==== MATERIAL FOR THIS TASK

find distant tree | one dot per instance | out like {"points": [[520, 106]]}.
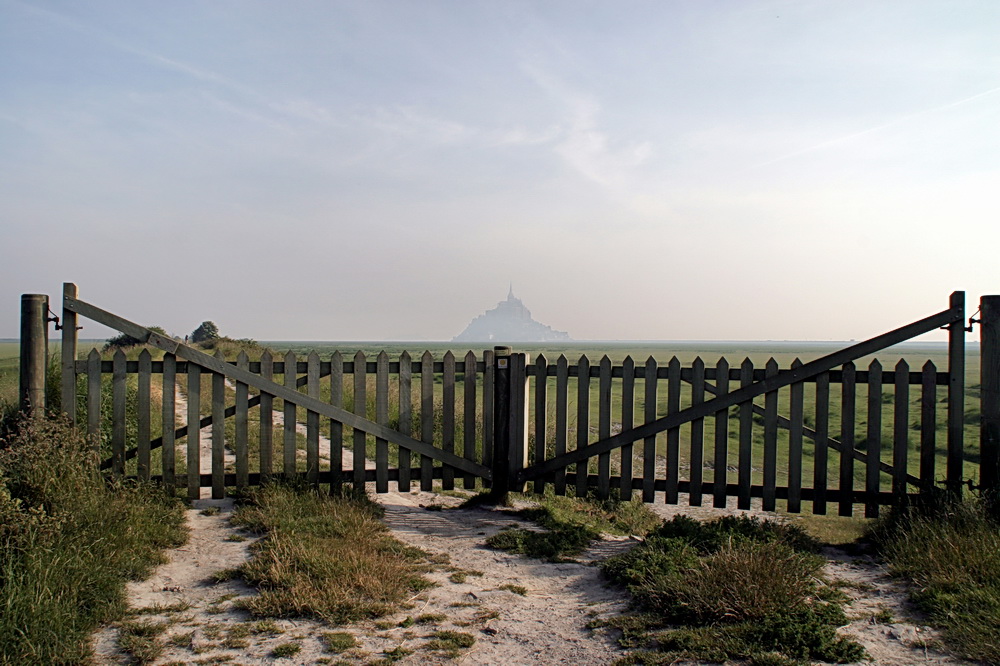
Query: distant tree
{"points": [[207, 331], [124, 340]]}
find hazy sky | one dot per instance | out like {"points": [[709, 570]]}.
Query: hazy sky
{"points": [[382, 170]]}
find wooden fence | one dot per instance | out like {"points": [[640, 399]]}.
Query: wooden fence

========

**WRITTEN TASK**
Write out every line of the stored entries above as a JSON list of strings, one string per line, with blank lines dropped. Leave out the picture lines.

**SOLUTION**
[
  "find distant tree | one dot per instance | out like {\"points\": [[520, 106]]}.",
  "Query: distant tree",
  "{\"points\": [[207, 331], [124, 340]]}",
  "find hazy sky | one dot per instance | out like {\"points\": [[709, 570]]}.",
  "Query: hazy sky",
  "{\"points\": [[382, 170]]}",
  "find wooden fence | one dot per instance | out like {\"points\": [[640, 399]]}.",
  "Query: wooden fence"
]